- _AIM OF THE TASK_: Copy out the records from the line with "Highlight distant field." through the line with "left=30, top=36, right=51, bottom=60", both included, and omit any pictures.
[start of RECORDED DATA]
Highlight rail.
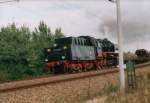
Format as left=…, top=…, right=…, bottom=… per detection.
left=0, top=62, right=150, bottom=93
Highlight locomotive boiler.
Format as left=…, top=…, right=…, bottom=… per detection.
left=45, top=36, right=118, bottom=73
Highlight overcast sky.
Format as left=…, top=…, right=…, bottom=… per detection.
left=0, top=0, right=150, bottom=51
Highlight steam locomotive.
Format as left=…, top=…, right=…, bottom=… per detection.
left=135, top=49, right=150, bottom=64
left=45, top=36, right=118, bottom=73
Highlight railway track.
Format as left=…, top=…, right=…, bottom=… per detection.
left=0, top=62, right=150, bottom=93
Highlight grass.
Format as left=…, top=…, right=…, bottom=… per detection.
left=105, top=73, right=150, bottom=103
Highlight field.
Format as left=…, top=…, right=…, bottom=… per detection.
left=86, top=67, right=150, bottom=103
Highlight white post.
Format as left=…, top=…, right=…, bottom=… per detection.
left=116, top=0, right=125, bottom=91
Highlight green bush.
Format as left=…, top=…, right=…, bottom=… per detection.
left=0, top=22, right=64, bottom=81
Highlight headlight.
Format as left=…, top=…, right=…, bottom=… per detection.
left=47, top=49, right=51, bottom=52
left=54, top=44, right=57, bottom=47
left=61, top=56, right=65, bottom=59
left=45, top=59, right=48, bottom=62
left=63, top=46, right=67, bottom=50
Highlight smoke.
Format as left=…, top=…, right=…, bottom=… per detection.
left=100, top=19, right=150, bottom=43
left=100, top=1, right=150, bottom=44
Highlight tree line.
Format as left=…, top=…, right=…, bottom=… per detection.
left=0, top=22, right=64, bottom=81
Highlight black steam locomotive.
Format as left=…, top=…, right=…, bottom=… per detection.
left=45, top=36, right=118, bottom=73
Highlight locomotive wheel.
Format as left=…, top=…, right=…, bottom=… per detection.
left=54, top=64, right=65, bottom=74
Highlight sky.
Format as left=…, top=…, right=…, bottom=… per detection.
left=0, top=0, right=150, bottom=51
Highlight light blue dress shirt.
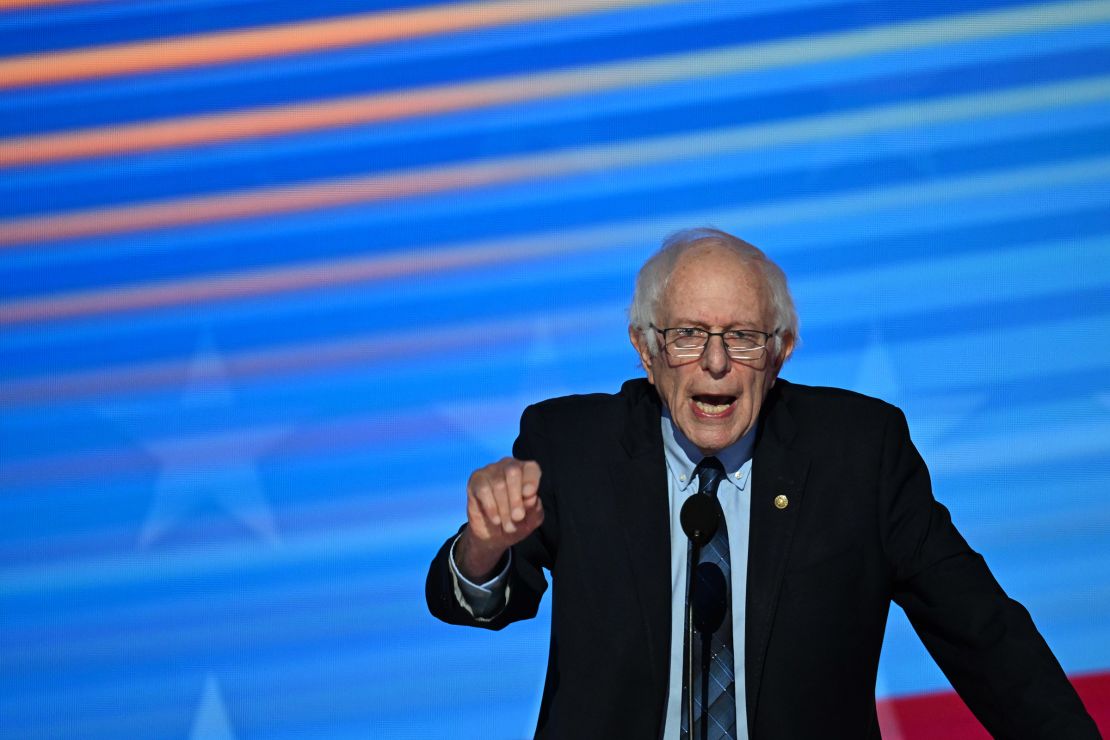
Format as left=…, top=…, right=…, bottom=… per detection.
left=663, top=409, right=755, bottom=740
left=450, top=409, right=755, bottom=740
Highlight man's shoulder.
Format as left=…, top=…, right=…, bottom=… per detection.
left=525, top=378, right=659, bottom=424
left=775, top=379, right=901, bottom=426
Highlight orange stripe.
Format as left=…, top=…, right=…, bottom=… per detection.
left=0, top=78, right=559, bottom=166
left=0, top=0, right=95, bottom=10
left=0, top=0, right=673, bottom=89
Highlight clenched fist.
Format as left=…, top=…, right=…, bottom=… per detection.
left=455, top=457, right=544, bottom=582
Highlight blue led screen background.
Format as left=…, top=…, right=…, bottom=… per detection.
left=0, top=0, right=1110, bottom=740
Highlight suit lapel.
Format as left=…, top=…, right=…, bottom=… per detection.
left=745, top=381, right=809, bottom=728
left=609, top=383, right=670, bottom=691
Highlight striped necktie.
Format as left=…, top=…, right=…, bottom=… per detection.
left=682, top=457, right=736, bottom=740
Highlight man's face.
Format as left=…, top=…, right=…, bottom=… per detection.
left=629, top=242, right=793, bottom=455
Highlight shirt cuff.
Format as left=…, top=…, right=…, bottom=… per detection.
left=447, top=535, right=513, bottom=621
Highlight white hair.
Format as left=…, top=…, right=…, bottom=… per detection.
left=628, top=227, right=798, bottom=355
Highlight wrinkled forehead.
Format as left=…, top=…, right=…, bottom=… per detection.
left=658, top=242, right=774, bottom=325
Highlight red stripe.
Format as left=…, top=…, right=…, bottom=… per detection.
left=878, top=672, right=1110, bottom=740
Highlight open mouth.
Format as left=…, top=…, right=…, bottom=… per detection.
left=694, top=394, right=736, bottom=416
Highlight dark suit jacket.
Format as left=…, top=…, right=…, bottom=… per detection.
left=427, top=379, right=1099, bottom=740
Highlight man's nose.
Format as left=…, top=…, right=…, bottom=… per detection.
left=702, top=335, right=729, bottom=375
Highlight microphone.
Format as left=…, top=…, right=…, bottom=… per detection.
left=678, top=494, right=724, bottom=736
left=678, top=494, right=720, bottom=547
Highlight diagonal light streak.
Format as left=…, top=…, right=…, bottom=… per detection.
left=0, top=77, right=1110, bottom=250
left=0, top=0, right=676, bottom=90
left=0, top=0, right=1110, bottom=168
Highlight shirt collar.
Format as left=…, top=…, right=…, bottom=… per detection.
left=662, top=406, right=758, bottom=490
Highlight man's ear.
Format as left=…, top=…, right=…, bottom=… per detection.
left=628, top=324, right=655, bottom=385
left=775, top=334, right=794, bottom=377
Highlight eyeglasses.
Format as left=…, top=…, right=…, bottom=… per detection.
left=652, top=324, right=778, bottom=361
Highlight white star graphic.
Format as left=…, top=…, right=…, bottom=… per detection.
left=851, top=328, right=986, bottom=472
left=103, top=337, right=292, bottom=548
left=189, top=673, right=235, bottom=740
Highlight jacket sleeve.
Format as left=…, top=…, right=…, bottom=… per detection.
left=424, top=406, right=558, bottom=630
left=880, top=409, right=1100, bottom=740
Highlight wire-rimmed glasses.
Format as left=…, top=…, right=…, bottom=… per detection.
left=652, top=324, right=778, bottom=362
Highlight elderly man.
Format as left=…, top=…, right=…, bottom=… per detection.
left=427, top=229, right=1099, bottom=740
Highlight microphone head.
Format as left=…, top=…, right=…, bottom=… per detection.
left=678, top=494, right=720, bottom=547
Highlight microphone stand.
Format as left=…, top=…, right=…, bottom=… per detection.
left=678, top=494, right=723, bottom=740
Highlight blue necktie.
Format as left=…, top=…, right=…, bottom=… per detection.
left=682, top=457, right=736, bottom=740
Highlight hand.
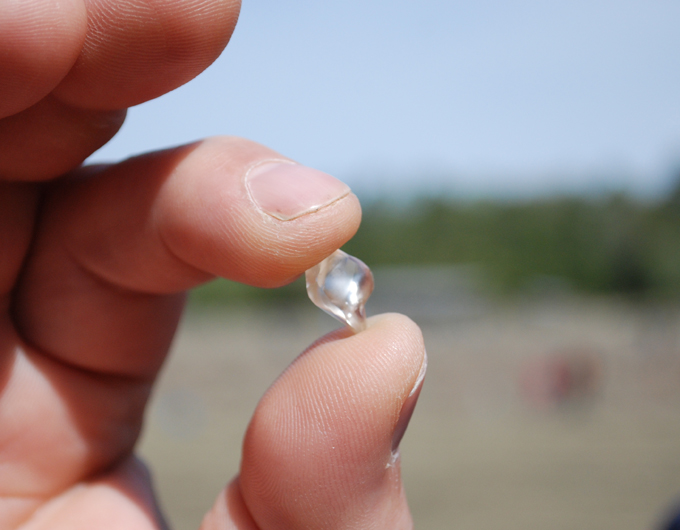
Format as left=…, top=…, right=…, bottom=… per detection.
left=0, top=0, right=425, bottom=530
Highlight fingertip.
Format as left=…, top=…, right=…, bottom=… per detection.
left=0, top=0, right=87, bottom=118
left=236, top=314, right=425, bottom=528
left=55, top=0, right=240, bottom=110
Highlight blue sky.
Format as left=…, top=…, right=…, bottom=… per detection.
left=92, top=0, right=680, bottom=196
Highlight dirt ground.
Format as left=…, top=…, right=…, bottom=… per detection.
left=140, top=299, right=680, bottom=530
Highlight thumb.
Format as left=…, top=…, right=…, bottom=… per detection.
left=203, top=314, right=426, bottom=530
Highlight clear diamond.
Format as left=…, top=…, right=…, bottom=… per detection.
left=305, top=250, right=373, bottom=331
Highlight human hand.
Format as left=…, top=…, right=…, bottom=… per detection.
left=0, top=0, right=425, bottom=530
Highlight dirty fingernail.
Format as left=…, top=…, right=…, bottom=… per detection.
left=246, top=162, right=350, bottom=221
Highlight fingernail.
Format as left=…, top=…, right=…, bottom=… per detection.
left=246, top=161, right=350, bottom=221
left=392, top=353, right=427, bottom=453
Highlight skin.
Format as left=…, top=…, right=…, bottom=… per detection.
left=0, top=0, right=425, bottom=530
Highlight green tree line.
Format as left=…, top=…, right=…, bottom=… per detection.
left=189, top=186, right=680, bottom=304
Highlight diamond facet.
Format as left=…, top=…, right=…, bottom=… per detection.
left=305, top=250, right=373, bottom=331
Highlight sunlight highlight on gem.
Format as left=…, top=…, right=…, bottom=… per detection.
left=305, top=250, right=373, bottom=332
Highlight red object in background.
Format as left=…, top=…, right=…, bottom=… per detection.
left=519, top=350, right=601, bottom=410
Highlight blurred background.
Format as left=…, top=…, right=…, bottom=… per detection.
left=91, top=0, right=680, bottom=530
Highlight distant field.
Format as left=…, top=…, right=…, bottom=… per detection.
left=141, top=296, right=680, bottom=530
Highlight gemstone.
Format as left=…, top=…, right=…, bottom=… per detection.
left=305, top=250, right=373, bottom=332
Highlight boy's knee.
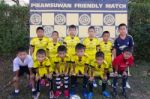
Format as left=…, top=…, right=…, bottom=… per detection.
left=13, top=76, right=19, bottom=82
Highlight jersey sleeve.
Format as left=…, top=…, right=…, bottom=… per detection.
left=33, top=61, right=39, bottom=68
left=13, top=59, right=19, bottom=72
left=28, top=56, right=33, bottom=68
left=30, top=38, right=35, bottom=47
left=45, top=59, right=51, bottom=67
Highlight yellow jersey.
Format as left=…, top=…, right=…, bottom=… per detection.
left=47, top=41, right=62, bottom=58
left=83, top=37, right=99, bottom=61
left=33, top=57, right=51, bottom=77
left=100, top=41, right=113, bottom=55
left=64, top=36, right=80, bottom=56
left=30, top=36, right=51, bottom=60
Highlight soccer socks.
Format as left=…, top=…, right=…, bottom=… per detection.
left=64, top=76, right=69, bottom=89
left=56, top=76, right=61, bottom=91
left=113, top=77, right=118, bottom=94
left=122, top=76, right=127, bottom=93
left=36, top=80, right=40, bottom=92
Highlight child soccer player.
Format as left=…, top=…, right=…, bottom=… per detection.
left=83, top=26, right=99, bottom=61
left=70, top=43, right=92, bottom=99
left=13, top=47, right=35, bottom=95
left=91, top=51, right=110, bottom=97
left=112, top=48, right=134, bottom=97
left=34, top=49, right=54, bottom=99
left=64, top=25, right=80, bottom=56
left=114, top=23, right=134, bottom=88
left=54, top=45, right=70, bottom=98
left=47, top=31, right=62, bottom=58
left=30, top=27, right=51, bottom=60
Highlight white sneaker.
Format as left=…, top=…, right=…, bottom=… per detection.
left=126, top=82, right=131, bottom=89
left=93, top=80, right=97, bottom=88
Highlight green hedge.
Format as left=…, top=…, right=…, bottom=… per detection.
left=0, top=3, right=29, bottom=56
left=0, top=0, right=150, bottom=60
left=129, top=3, right=150, bottom=61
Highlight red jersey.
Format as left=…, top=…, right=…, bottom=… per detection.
left=112, top=54, right=134, bottom=72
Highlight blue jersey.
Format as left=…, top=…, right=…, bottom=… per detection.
left=114, top=35, right=134, bottom=56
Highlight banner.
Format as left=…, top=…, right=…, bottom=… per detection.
left=30, top=0, right=128, bottom=38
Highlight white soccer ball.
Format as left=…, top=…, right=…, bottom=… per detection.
left=70, top=95, right=81, bottom=99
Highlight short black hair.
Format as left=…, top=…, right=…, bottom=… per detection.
left=88, top=26, right=95, bottom=31
left=36, top=49, right=46, bottom=55
left=57, top=45, right=67, bottom=52
left=95, top=51, right=104, bottom=58
left=102, top=31, right=110, bottom=36
left=69, top=24, right=76, bottom=29
left=123, top=47, right=132, bottom=53
left=36, top=27, right=44, bottom=31
left=75, top=43, right=85, bottom=50
left=17, top=47, right=27, bottom=53
left=52, top=31, right=59, bottom=35
left=118, top=23, right=127, bottom=29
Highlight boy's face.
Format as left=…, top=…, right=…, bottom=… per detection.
left=17, top=52, right=27, bottom=60
left=58, top=51, right=66, bottom=58
left=37, top=54, right=46, bottom=62
left=52, top=32, right=58, bottom=39
left=103, top=33, right=110, bottom=41
left=123, top=51, right=132, bottom=59
left=88, top=29, right=95, bottom=37
left=118, top=26, right=127, bottom=35
left=68, top=28, right=76, bottom=36
left=96, top=57, right=104, bottom=65
left=76, top=49, right=84, bottom=57
left=36, top=30, right=44, bottom=38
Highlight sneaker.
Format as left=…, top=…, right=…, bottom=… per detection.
left=87, top=92, right=93, bottom=99
left=126, top=82, right=131, bottom=89
left=34, top=92, right=40, bottom=99
left=64, top=89, right=69, bottom=98
left=102, top=91, right=110, bottom=98
left=82, top=89, right=88, bottom=99
left=70, top=88, right=75, bottom=96
left=107, top=80, right=112, bottom=86
left=93, top=80, right=97, bottom=88
left=54, top=90, right=61, bottom=98
left=40, top=79, right=46, bottom=86
left=98, top=80, right=102, bottom=86
left=32, top=91, right=37, bottom=97
left=12, top=91, right=19, bottom=97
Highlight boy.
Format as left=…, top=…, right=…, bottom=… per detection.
left=83, top=26, right=99, bottom=62
left=64, top=25, right=80, bottom=56
left=13, top=47, right=35, bottom=95
left=47, top=31, right=62, bottom=71
left=112, top=48, right=134, bottom=97
left=114, top=23, right=134, bottom=88
left=54, top=45, right=70, bottom=98
left=34, top=49, right=54, bottom=99
left=71, top=43, right=92, bottom=99
left=47, top=31, right=62, bottom=58
left=100, top=31, right=113, bottom=72
left=30, top=27, right=51, bottom=60
left=91, top=51, right=110, bottom=97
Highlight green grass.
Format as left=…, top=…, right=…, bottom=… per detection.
left=0, top=59, right=150, bottom=99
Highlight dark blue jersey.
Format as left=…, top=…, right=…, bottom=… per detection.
left=114, top=35, right=134, bottom=56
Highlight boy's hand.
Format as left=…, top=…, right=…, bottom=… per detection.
left=46, top=73, right=52, bottom=79
left=89, top=77, right=94, bottom=81
left=36, top=75, right=41, bottom=80
left=113, top=72, right=118, bottom=77
left=30, top=74, right=34, bottom=79
left=122, top=71, right=128, bottom=76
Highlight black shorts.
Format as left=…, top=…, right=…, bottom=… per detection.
left=19, top=66, right=30, bottom=76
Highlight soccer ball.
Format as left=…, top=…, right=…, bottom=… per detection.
left=70, top=95, right=81, bottom=99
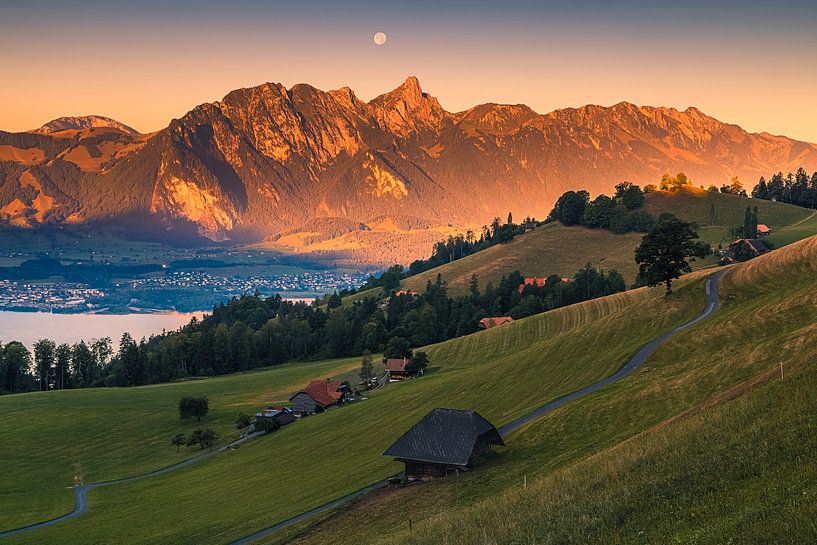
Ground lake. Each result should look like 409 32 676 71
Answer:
0 311 203 349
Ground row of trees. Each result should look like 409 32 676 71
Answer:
548 182 655 233
0 267 626 394
752 167 817 208
0 338 112 394
350 213 537 294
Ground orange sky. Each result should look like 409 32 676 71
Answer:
0 2 817 142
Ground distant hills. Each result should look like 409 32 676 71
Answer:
0 77 817 262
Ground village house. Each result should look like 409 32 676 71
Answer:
255 407 296 427
730 238 769 256
289 379 348 416
386 358 410 380
383 409 505 479
477 316 513 329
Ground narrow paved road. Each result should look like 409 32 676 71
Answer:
0 433 262 539
0 270 726 545
226 270 726 545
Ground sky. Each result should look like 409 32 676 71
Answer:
0 0 817 142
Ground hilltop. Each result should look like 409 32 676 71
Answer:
400 187 817 298
0 77 817 264
0 232 817 544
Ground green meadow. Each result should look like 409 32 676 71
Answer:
400 188 817 297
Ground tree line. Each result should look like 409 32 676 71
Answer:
752 167 817 208
350 213 540 297
0 266 626 393
548 181 652 233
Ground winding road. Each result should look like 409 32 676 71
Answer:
0 270 726 545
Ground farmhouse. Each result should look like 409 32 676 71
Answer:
383 409 505 479
386 358 411 380
477 316 513 329
255 407 296 427
730 238 769 256
289 379 347 415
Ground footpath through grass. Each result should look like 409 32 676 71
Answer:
0 359 359 530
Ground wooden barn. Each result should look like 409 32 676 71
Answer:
386 358 411 380
477 316 513 329
289 379 347 415
383 409 505 479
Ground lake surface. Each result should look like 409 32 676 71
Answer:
0 311 203 349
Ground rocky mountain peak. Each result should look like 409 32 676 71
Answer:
31 115 139 136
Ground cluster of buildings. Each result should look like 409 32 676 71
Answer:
117 271 367 297
0 280 105 312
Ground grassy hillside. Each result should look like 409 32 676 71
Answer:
6 232 817 544
274 237 817 545
403 188 817 294
0 360 358 530
3 266 703 543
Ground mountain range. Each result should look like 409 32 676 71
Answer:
0 77 817 260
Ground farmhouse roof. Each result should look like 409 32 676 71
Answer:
479 316 513 327
383 409 505 466
290 380 342 405
386 358 409 372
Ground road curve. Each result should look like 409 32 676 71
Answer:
230 270 726 545
0 270 726 545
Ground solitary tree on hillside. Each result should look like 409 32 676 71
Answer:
635 214 708 295
170 433 187 454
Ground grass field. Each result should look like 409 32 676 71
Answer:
0 231 817 543
267 233 817 545
403 188 817 295
0 360 358 529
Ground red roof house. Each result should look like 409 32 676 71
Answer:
289 379 346 414
478 316 513 329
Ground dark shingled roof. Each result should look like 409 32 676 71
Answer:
383 409 505 466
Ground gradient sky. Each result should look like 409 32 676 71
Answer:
0 0 817 142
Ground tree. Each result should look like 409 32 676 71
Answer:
0 341 32 392
635 214 708 295
549 190 590 225
582 195 616 229
721 176 746 197
406 352 428 375
179 397 210 422
170 433 187 454
235 413 251 430
54 343 71 390
360 350 374 382
34 339 57 391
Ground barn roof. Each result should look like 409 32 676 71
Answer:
386 358 409 373
383 409 505 466
290 380 343 406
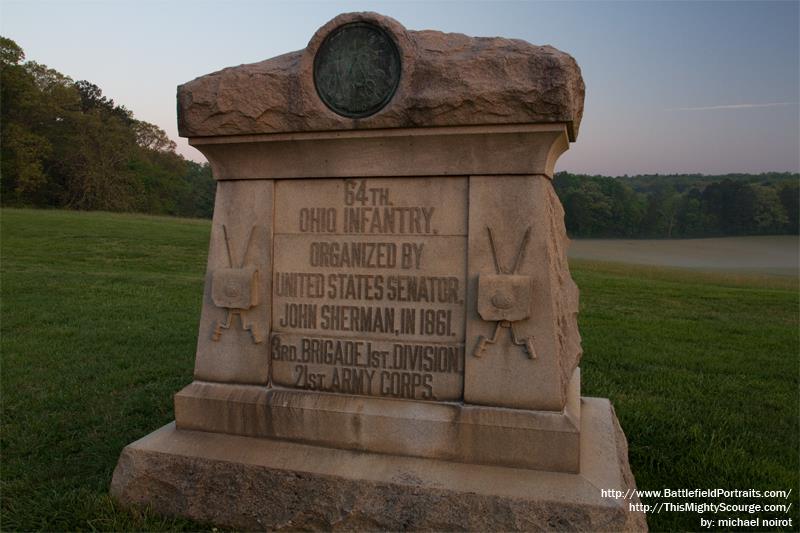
[end of RECORDED DATA]
- _EXPECTED ANSWER_:
Highlight distant field.
Format as left=…, top=…, right=…, bottom=… per detection.
left=141, top=296, right=680, bottom=530
Highlight gemstone.
Format as left=…, top=…, right=…, bottom=… per detection.
left=305, top=250, right=373, bottom=332
Highlight boy's knee.
Format as left=…, top=…, right=…, bottom=… per detection.
left=13, top=76, right=19, bottom=82
Highlight jersey sleeve.
Format as left=…, top=…, right=…, bottom=… per detection.
left=33, top=61, right=39, bottom=68
left=13, top=59, right=19, bottom=72
left=28, top=56, right=33, bottom=68
left=30, top=38, right=35, bottom=47
left=45, top=59, right=51, bottom=67
Highlight yellow jersey.
Format as left=…, top=…, right=…, bottom=… per detection.
left=47, top=41, right=62, bottom=58
left=83, top=37, right=99, bottom=61
left=33, top=57, right=51, bottom=77
left=100, top=41, right=113, bottom=55
left=64, top=36, right=80, bottom=56
left=30, top=36, right=51, bottom=60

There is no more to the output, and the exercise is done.